# Data rows
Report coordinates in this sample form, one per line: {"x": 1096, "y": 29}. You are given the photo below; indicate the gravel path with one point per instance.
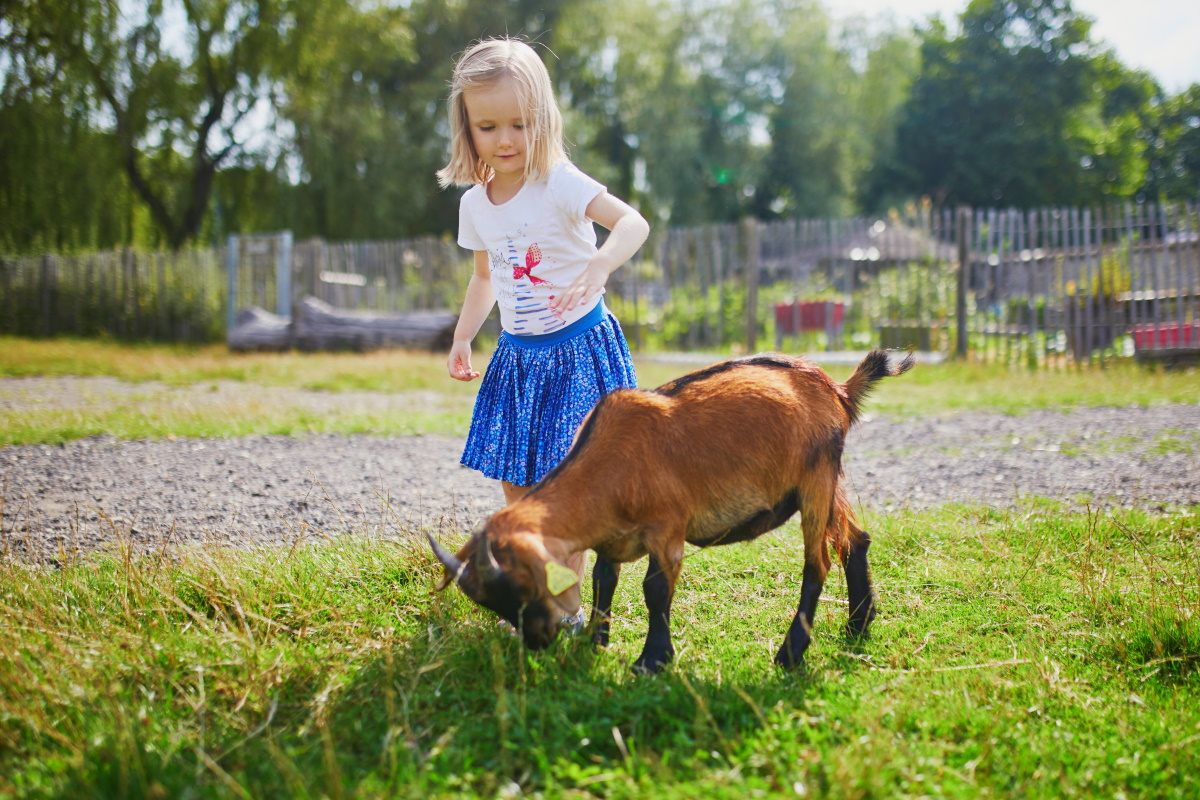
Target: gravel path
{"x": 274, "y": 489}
==
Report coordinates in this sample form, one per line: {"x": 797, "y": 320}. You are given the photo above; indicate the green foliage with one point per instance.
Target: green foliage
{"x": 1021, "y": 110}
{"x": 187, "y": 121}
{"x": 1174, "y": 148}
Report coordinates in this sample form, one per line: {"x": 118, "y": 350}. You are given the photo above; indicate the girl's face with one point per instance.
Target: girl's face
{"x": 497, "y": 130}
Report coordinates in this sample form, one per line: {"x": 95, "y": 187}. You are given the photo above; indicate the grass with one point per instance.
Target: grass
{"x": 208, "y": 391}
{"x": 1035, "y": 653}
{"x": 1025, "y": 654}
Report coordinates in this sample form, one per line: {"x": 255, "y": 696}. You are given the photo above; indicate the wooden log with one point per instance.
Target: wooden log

# Exercise requirements
Write out the data again, starting at the line containing "grass with one point per instance." and ending at the line containing "Target: wooden log", with "sample" swapped for "example" and everything else left unchanged.

# Written answer
Report coordinates in this example form, one per line: {"x": 95, "y": 187}. You are given the photo above; indicate the grass with one point per instance.
Target: grass
{"x": 208, "y": 391}
{"x": 1035, "y": 653}
{"x": 1025, "y": 654}
Report coordinates in this example form, one per line: {"x": 255, "y": 696}. You are given the photo above; indicate the wooden log with one point per instance.
Target: wooden log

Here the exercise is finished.